Pochi mesi fa gli Stati Uniti hanno promulgato un “Act” ( legge ) che aggiorna la loro posizione relativamente alla Questione Tibetana. TPSA: “Tibetan Policy and Support Act”. La legge tocca diversi punti che riguardano l’ambiente, il sostegno ai profughi in India, il rapporto con la CTA e il suo riconoscimento ( Central Tibetan Administration è il nuovo nome che si è dato quello che un tempo era il Governo Tibetano in Esilio), la protezione dell’ambiente tibetano, il sostegno della politica della “Via di mezzo”, da molti anni proposta prima dal Dalai Lama e ora dal primo ministro ( Sikyong ) che dal 2011 regge le sorti della politica tibetana nell’esilio.
Ma un vasto e importante capitolo è dedicato alla figura di Tenzin Gyatso, XIV Dalai Lama del Tibet e a cosa succederà riguardo la sua successione.
Tenendo conto che egli ha assicurato i suoi fedeli che vivrà fino a 112 anni, sembra che il problema sia prematuro, ma vediamo più da vicino di che si tratta.
Elaborato sullo storico “Tibet Policy Act del 2002”, il TPSA stabilisce, secondo la posizione ufficiale degli Stati Uniti, che le decisioni riguardanti la reincarnazione del Dalai Lama siano prese esclusivamente sotto l’autorità dell’attuale Dalai Lama, dei leader buddisti tibetani e del popolo tibetano.
Qualsiasi interferenza da parte di funzionari del governo cinese sarà oggetto di gravi sanzioni e sarà considerata inammissibile dagli Stati Uniti.
È impegno formale degli Stati Uniti prendere tutte le misure idonee nei confronti di alti funzionari del governo della Repubblica Popolare Cinese o del Partito Comunista Cinese, responsabili di interferire direttamente con l’identificazione e l’insediamento del futuro 15 ° Dalai Lama del buddismo tibetano, successore del 14 ° Dalai Lama.
Il disegno di legge recentemente emanato invia un chiaro messaggio di deterrenza al governo cinese che continua a immischiarsi nelle tradizioni e pratiche spirituali del buddismo tibetano.
Il governo della Repubblica Popolare Cinese anche nel 1995 ha interferito nel processo di riconoscimento della reincarnazione di leader buddisti tibetani, detenendo arbitrariamente Gedhun Choekyi Nyima, un bambino di 6 anni identificato come l’undicesimo Panchen Lama, e pretendendo di insediare il proprio candidato, figlio peraltro di due funzionari del PCC, come il vero Panchen Lama.

########################################

• ESERCIZI SCRITTI:
• A. Riassumi in due frasi il brano sulla legge statunitense relativa al Tibet.
• B. Prosegui il brano sulla legge statunitense relativa al Tibet, a partire dalla sua ultima frase.

• Dati per l'identificazione della posizione:
########################################

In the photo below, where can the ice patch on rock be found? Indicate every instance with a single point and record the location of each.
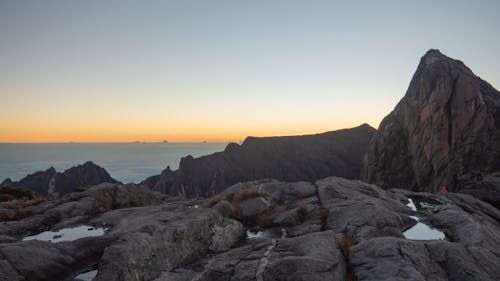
(67, 234)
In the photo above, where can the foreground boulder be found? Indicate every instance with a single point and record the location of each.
(50, 182)
(293, 158)
(331, 229)
(145, 234)
(446, 125)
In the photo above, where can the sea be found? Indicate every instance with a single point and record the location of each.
(126, 162)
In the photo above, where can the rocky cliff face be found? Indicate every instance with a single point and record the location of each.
(50, 182)
(446, 125)
(310, 157)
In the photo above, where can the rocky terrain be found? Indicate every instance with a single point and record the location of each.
(331, 229)
(309, 157)
(50, 182)
(304, 225)
(446, 125)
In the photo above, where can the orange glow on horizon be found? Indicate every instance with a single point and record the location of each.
(28, 134)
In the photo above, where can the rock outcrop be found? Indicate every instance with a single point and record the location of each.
(331, 229)
(293, 158)
(446, 125)
(50, 182)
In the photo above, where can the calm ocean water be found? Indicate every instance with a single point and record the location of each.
(126, 162)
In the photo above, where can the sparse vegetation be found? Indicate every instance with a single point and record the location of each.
(14, 214)
(18, 192)
(105, 201)
(323, 215)
(302, 212)
(449, 235)
(345, 245)
(250, 193)
(212, 201)
(6, 197)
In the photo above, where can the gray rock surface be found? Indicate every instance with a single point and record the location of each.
(446, 125)
(388, 258)
(348, 229)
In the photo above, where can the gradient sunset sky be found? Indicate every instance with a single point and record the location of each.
(119, 71)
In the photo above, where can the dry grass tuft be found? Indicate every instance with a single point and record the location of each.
(323, 216)
(250, 193)
(302, 212)
(345, 245)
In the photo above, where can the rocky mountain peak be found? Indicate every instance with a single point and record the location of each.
(447, 124)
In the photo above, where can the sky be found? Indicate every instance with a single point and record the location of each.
(189, 71)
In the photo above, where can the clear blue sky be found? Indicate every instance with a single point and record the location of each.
(221, 70)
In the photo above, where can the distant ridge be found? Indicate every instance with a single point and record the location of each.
(50, 182)
(289, 158)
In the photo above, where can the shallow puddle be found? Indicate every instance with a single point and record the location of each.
(67, 234)
(86, 276)
(411, 205)
(265, 234)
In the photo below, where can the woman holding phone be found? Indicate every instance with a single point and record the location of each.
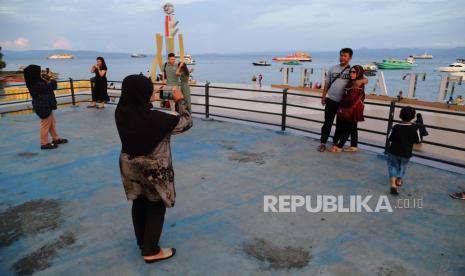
(145, 160)
(99, 87)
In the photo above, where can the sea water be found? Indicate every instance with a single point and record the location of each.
(238, 68)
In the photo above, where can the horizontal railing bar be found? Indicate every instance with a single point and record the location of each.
(245, 100)
(246, 89)
(246, 120)
(243, 109)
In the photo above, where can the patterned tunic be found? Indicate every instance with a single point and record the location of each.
(152, 175)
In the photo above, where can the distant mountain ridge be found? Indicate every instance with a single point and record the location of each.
(459, 52)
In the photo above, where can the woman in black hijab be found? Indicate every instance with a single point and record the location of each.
(99, 87)
(43, 102)
(145, 160)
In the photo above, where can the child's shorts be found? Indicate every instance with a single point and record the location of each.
(397, 165)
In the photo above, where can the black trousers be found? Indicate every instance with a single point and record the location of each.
(331, 108)
(148, 218)
(347, 129)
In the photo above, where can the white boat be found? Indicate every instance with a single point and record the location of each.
(370, 69)
(458, 74)
(261, 63)
(60, 56)
(424, 56)
(138, 55)
(188, 59)
(458, 66)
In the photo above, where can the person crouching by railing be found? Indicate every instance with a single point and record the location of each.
(44, 102)
(350, 111)
(401, 138)
(183, 72)
(145, 160)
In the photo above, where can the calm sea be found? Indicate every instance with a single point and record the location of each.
(238, 68)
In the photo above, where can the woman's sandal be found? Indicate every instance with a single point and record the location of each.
(394, 191)
(350, 149)
(459, 195)
(173, 252)
(60, 141)
(335, 149)
(49, 146)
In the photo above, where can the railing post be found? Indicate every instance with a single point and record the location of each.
(392, 109)
(71, 87)
(207, 100)
(284, 110)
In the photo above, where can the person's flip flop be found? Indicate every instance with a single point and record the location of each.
(458, 196)
(173, 252)
(394, 191)
(350, 149)
(321, 148)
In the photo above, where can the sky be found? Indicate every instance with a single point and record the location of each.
(239, 26)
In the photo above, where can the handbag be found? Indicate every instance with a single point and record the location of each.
(347, 113)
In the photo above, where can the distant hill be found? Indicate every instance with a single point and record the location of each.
(45, 53)
(458, 52)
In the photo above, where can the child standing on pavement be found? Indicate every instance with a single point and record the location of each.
(401, 138)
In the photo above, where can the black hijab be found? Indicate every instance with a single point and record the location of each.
(32, 75)
(140, 129)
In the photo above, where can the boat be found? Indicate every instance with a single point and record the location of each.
(392, 63)
(458, 66)
(60, 56)
(292, 63)
(458, 74)
(138, 55)
(261, 63)
(424, 56)
(370, 69)
(298, 56)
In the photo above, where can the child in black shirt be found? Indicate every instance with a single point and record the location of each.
(402, 138)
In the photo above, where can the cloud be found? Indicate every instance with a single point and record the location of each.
(19, 43)
(61, 43)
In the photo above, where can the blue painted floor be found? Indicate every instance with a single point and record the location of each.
(64, 212)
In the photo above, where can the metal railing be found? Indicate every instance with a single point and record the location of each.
(284, 103)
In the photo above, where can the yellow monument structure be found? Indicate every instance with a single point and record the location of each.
(171, 30)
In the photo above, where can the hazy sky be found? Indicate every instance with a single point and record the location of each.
(222, 26)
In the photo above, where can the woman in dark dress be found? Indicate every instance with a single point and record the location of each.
(99, 87)
(350, 111)
(44, 102)
(145, 161)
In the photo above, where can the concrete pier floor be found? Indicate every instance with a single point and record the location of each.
(64, 212)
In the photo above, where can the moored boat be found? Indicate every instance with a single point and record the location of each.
(394, 64)
(60, 56)
(261, 63)
(370, 69)
(424, 56)
(138, 55)
(458, 66)
(292, 63)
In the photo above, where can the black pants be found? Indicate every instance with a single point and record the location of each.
(148, 218)
(347, 129)
(331, 108)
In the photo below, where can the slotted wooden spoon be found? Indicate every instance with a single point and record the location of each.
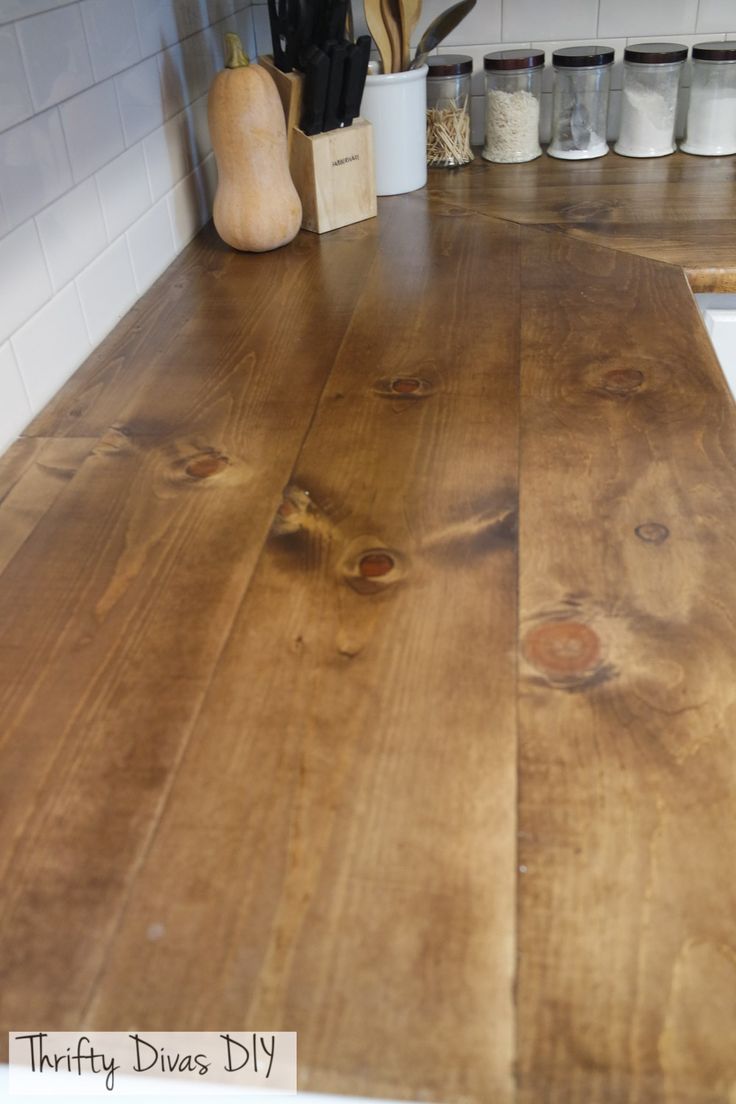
(409, 11)
(393, 23)
(379, 32)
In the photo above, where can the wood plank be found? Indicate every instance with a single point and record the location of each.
(33, 473)
(350, 871)
(670, 209)
(627, 925)
(115, 615)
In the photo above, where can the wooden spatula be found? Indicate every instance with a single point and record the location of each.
(392, 21)
(409, 11)
(379, 32)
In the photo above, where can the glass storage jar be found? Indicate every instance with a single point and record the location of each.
(649, 101)
(448, 109)
(711, 128)
(579, 104)
(513, 91)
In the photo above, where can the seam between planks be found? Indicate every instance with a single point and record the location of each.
(152, 834)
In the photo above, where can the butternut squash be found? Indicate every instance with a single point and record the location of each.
(256, 205)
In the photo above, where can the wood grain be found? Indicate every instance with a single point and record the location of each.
(32, 475)
(296, 732)
(350, 874)
(116, 614)
(627, 980)
(669, 209)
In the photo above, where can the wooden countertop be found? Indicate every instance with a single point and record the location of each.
(366, 664)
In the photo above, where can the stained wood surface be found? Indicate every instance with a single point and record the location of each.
(298, 733)
(627, 925)
(679, 209)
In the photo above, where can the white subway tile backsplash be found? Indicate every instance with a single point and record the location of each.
(169, 155)
(247, 31)
(716, 16)
(72, 232)
(124, 190)
(219, 9)
(107, 289)
(35, 168)
(93, 129)
(19, 9)
(112, 35)
(188, 207)
(99, 190)
(51, 346)
(157, 24)
(24, 284)
(262, 30)
(172, 81)
(14, 93)
(163, 22)
(14, 409)
(652, 18)
(151, 245)
(537, 19)
(140, 99)
(55, 55)
(200, 129)
(210, 179)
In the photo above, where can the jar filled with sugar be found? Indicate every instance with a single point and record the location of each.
(579, 105)
(711, 128)
(649, 99)
(513, 91)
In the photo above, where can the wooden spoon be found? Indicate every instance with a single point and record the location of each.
(439, 29)
(379, 32)
(393, 24)
(409, 16)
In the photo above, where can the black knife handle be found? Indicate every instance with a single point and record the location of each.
(317, 75)
(337, 53)
(360, 54)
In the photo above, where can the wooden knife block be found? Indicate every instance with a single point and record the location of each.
(333, 172)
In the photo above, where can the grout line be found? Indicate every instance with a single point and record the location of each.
(22, 378)
(86, 42)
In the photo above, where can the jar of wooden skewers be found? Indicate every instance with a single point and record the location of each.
(448, 109)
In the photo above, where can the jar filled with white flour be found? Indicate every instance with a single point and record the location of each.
(649, 101)
(579, 104)
(513, 92)
(711, 129)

########################################

• SOLUZIONI DEGLI ESERCIZI:
• A. Il Tibetan Policy and Support Act, promulgato dagli Stati Uniti, aggiorna la loro posizione sulla questione tibetana e dedica un ampio capitolo alla successione del XIV Dalai Lama. La legge stabilisce che le decisioni sulla sua reincarnazione spettino soltanto al Dalai Lama attuale, ai leader buddisti tibetani e al popolo tibetano, e prevede gravi sanzioni per qualsiasi interferenza di funzionari del governo cinese, che già nel 1995 aveva interferito nel riconoscimento dell'undicesimo Panchen Lama.

• B.
Il disegno di legge afferma categoricamente che l’interferenza della Repubblica Popolare Cinese nelle decisioni riguardanti la reincarnazione di Sua Santità il Dalai Lama equivarrebbe a una violazione delle libertà religiose fondamentali dei buddisti tibetani e del popolo tibetano.
Leggere queste note fa dunque capire quanto sia articolato e cruciale, anche per gli equilibri geopolitici mondiali del XXI secolo, il ruolo di questa straordinaria personalità del nostro tempo.
Il Dalai Lama, nato 6 luglio 1935 a Thakster nel Tibet orientale, per i tibetani, ma non solo, rappresenta la manifestazione terrena di Avalokiteshvara (Chenresig in tibetano) il bodhisattva della compassione (bodhisattva: essere illuminato che per voto rinuncia ad uscire dal ciclo ininterrotto di morti e rinascite, il samsara, e ad entrare nel nirvana, per rimanere tra gli uomini ad insegnare la via della liberazione dalle sofferenze).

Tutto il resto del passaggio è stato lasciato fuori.